━━━━━ Input for this task ━━━━━

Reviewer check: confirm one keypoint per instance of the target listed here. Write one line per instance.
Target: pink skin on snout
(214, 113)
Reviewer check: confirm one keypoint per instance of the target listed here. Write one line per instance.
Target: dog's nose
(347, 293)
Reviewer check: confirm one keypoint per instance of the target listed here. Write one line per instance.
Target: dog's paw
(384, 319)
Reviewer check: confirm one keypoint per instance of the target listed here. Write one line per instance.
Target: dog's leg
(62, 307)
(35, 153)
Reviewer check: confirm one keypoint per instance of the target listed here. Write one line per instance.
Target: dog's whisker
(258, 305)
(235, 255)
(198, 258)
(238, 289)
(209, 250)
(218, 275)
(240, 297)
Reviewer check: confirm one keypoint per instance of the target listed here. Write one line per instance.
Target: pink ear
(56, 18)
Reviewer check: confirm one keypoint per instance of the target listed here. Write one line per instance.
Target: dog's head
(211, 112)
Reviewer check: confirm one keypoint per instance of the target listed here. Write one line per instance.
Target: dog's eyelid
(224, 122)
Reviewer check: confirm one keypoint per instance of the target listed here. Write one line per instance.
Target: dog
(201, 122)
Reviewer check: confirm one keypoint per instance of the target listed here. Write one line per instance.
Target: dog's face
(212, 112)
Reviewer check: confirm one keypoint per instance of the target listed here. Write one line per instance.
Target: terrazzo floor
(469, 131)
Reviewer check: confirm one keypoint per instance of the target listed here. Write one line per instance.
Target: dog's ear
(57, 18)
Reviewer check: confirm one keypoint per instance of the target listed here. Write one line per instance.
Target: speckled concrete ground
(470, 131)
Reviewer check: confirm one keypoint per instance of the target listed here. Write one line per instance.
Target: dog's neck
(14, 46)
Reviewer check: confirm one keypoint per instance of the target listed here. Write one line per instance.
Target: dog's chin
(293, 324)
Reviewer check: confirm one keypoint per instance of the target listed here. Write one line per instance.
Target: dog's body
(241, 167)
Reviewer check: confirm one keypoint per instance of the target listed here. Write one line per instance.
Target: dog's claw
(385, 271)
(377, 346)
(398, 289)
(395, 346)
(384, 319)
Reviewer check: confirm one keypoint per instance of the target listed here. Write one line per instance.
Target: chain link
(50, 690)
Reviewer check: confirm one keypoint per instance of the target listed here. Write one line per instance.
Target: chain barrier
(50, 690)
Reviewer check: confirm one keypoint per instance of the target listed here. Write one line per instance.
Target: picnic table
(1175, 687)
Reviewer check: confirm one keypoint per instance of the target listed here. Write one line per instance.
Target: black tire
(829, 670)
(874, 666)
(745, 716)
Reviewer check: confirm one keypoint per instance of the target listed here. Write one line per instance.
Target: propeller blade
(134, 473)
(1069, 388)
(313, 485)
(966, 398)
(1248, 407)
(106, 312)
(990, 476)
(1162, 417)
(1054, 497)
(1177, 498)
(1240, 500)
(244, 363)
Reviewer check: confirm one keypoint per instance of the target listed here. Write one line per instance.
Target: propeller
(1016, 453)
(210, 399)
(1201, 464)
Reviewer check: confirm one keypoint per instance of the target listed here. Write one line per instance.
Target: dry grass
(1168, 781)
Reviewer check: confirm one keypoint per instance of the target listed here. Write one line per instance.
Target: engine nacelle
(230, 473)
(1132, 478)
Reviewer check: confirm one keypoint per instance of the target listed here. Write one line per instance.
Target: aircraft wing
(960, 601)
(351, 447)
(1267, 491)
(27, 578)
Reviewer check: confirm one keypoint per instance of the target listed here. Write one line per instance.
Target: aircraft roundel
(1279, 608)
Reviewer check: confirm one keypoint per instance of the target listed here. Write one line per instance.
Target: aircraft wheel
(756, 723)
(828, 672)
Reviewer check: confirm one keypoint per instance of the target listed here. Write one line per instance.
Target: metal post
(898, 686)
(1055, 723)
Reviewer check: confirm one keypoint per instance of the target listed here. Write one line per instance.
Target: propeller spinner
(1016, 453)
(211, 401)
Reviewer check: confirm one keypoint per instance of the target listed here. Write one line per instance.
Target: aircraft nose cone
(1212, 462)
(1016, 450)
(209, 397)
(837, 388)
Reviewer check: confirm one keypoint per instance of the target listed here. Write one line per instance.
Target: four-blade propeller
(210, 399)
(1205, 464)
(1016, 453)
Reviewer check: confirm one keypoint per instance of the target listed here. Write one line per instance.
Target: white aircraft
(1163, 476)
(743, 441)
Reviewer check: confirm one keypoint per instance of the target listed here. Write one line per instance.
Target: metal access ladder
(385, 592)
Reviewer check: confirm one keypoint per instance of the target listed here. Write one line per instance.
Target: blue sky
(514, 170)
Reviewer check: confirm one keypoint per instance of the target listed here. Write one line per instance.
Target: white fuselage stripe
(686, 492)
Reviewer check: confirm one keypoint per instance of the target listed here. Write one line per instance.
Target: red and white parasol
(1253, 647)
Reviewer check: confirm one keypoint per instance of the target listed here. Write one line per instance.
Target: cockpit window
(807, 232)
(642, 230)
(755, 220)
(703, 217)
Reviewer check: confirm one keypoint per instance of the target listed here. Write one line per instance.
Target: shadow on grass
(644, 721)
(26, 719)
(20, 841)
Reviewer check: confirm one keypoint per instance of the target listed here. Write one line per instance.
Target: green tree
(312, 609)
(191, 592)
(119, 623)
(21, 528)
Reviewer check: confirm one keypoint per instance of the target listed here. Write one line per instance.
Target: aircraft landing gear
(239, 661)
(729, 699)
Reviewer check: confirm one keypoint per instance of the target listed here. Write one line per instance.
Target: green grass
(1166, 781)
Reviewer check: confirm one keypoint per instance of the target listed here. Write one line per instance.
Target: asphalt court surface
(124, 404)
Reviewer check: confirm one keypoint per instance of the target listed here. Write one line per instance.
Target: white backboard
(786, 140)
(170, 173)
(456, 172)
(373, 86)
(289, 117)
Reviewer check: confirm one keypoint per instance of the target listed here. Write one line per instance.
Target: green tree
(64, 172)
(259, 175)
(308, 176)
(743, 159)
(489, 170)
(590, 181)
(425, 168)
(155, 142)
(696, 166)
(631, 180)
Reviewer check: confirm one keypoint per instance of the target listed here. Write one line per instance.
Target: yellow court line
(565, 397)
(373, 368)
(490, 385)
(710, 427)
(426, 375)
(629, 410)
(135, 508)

━━━━━

* Your task
Would you reproduce the material above in full, exactly as given?

* The response
Reviewer check: confirm one keypoint per instance of the target listed here. Write one line per instance.
Target: pink skin on snout
(214, 113)
Reviewer check: confirm one keypoint per instance of the target listed here. Write one line per instance.
Target: dog's nose
(347, 293)
Reviewer check: confirm one keypoint per instance of the target listed here. Write one line per instance.
Target: dog's paw
(384, 319)
Reviewer check: confirm one keypoint per instance of the target listed here. Write one line per instance.
Target: dog's leg
(62, 307)
(35, 153)
Reviewer check: confirm one keypoint per instance of the target listed here. Write one line per instance.
Target: dog's whisker
(258, 305)
(235, 255)
(198, 258)
(238, 289)
(209, 250)
(218, 275)
(240, 297)
Reviewer check: confirm one keypoint per instance of the target listed here. Write one line per instance.
Target: pink ear
(56, 18)
Reviewer check: confirm one keypoint per instance of the target listed here. Write one line per instance.
Target: dog's head
(211, 112)
Reviewer check: confirm one keypoint per instance of the target listed here. Write one line per instance.
Target: dog's eyelid
(224, 122)
Reviewer check: confirm one keypoint per instance of the target listed here. Write one line per instance.
Target: dog
(201, 122)
Reviewer check: confirm one keypoint per instance of the target listed here. Write one line per instance.
Target: dog's face
(212, 112)
Reviewer check: confirm one keypoint per instance of the target listed here. Write one line per instance.
Target: terrazzo floor
(469, 131)
Reviewer check: confirm one keypoint per instance of the target listed here. Write one line per instance.
Target: dog's ear
(57, 18)
Reviewer check: confirm one keypoint per instance of the target listed here. Write one line per instance.
Target: speckled concrete ground
(470, 131)
Reviewer check: confirm one keypoint per instance of the target listed here. Write one line per instance.
Target: dog's neck
(14, 46)
Reviewer check: confirm one keypoint per instance of the target listed here. Write one line per instance.
Target: dog's chin
(293, 324)
Reviewer check: confirm one keypoint per instance of the target listed here. Write one line per instance.
Target: dog's body
(241, 167)
Reviewer check: confirm one keypoint per instance of the target listed here. Write one line per instance.
Target: dog's claw
(385, 271)
(377, 346)
(398, 289)
(395, 346)
(384, 319)
Reviewer check: confirm one keypoint per instance of the target listed here. Write one line per instance.
Target: chain link
(50, 690)
Reviewer check: confirm one keypoint per instance of the target listed here. Write one line per instance.
Target: chain barrier
(50, 690)
Reviewer check: confirm one keypoint per instance of the target listed here. Write one line per instance.
Target: picnic table
(1175, 687)
Reviewer check: confirm one keypoint per instance of the target listed here. Write one line per instance.
Target: black tire
(829, 670)
(874, 666)
(745, 716)
Reviewer check: confirm one keypoint per instance of the target listed here. Write one line per instance.
Target: propeller blade
(134, 473)
(1069, 388)
(313, 485)
(966, 398)
(1248, 407)
(106, 312)
(990, 476)
(1162, 417)
(1054, 497)
(1177, 498)
(1240, 500)
(244, 363)
Reviewer check: confirm one keypoint per instance of the target listed here. Write one line per instance.
Target: propeller
(1016, 453)
(210, 399)
(1201, 464)
Reviewer check: confirm one keypoint per instance of the target listed here. Write one line per instance.
Target: dry grass
(1168, 781)
Reviewer check: confirm one keypoint per instance of the target listed here. Write one line per instance.
Target: engine nacelle
(230, 473)
(1132, 478)
Reviewer check: confirm one keypoint per instance of the target listed here. Write one line per instance.
Target: aircraft wing
(960, 601)
(351, 447)
(1267, 491)
(27, 578)
Reviewer check: confirm one keypoint per instance of the target listed here. Write one line per instance.
Target: aircraft roundel
(1279, 608)
Reviewer check: confirm one keypoint per instance of the target listed here. Write one line per instance.
Target: aircraft wheel
(756, 723)
(828, 672)
Reviewer check: confirm one keypoint per instance of the target listed here. Write one line per instance.
Target: metal post
(898, 686)
(1055, 723)
Reviewer check: confirm one keypoint per instance of the target listed here. Write one line per instance.
Target: propeller spinner
(1016, 453)
(211, 401)
Reviewer check: confirm one keypoint per instance of the target listed here. Write one line per instance.
Target: aircraft nose cone
(1212, 462)
(1016, 450)
(209, 397)
(837, 388)
Reviewer check: confirm one keypoint per instance of the target listed here. Write one line per instance.
Target: four-blade propeller
(210, 399)
(1205, 464)
(1016, 453)
Reviewer check: confirm one keypoint per instance of the target listed here. Write one line per instance.
Target: white aircraft
(1163, 476)
(743, 441)
Reviewer check: confirm one keypoint per instance of the target listed here. Write one line per instance.
Target: metal access ladder
(385, 592)
Reviewer check: confirm one keypoint per instance of the target listed here. Write one line per instance.
Target: blue sky
(514, 170)
Reviewer check: confirm one keypoint per instance of the target listed here. Write one line per instance.
Target: white fuselage stripe
(686, 492)
Reviewer check: confirm one keypoint per instance of the target listed here. Write one line per instance.
Target: red and white parasol
(1253, 647)
Reviewer check: confirm one keypoint per instance of the target listed here. Write one line per instance.
Target: cockpit window
(807, 232)
(642, 230)
(755, 220)
(703, 217)
Reviewer check: confirm one keypoint per instance of the target listed here. Write one line per instance.
Target: shadow on grass
(644, 721)
(26, 719)
(20, 841)
Reviewer check: confirm one keypoint per instance of the target listed here. Write one line per instance.
Target: green tree
(312, 609)
(191, 592)
(119, 623)
(21, 528)
Reviewer check: confirm one keypoint per instance of the target listed here. Write one line per instance.
Target: aircraft landing gear
(239, 661)
(729, 699)
Reviewer check: confirm one keypoint per instance of the target listed here. Write one line per instance.
Target: green grass
(1166, 781)
Reviewer check: confirm one keypoint per instance of the target listed here. Write one line per instance.
Target: asphalt court surface
(124, 404)
Reviewer check: confirm one keypoint per instance of the target listed here. Write one line per instance.
Target: white backboard
(786, 140)
(170, 173)
(456, 172)
(373, 86)
(289, 117)
Reviewer check: confirm one keypoint per instance of the target listed here. Write one line per instance.
Target: green tree
(64, 172)
(259, 175)
(308, 176)
(743, 159)
(489, 170)
(590, 181)
(425, 168)
(155, 142)
(696, 166)
(631, 180)
Reviewer check: confirm one keypoint per instance of the target listed here. Write one line per instance.
Target: yellow court line
(565, 397)
(373, 368)
(490, 385)
(710, 427)
(426, 375)
(629, 410)
(135, 508)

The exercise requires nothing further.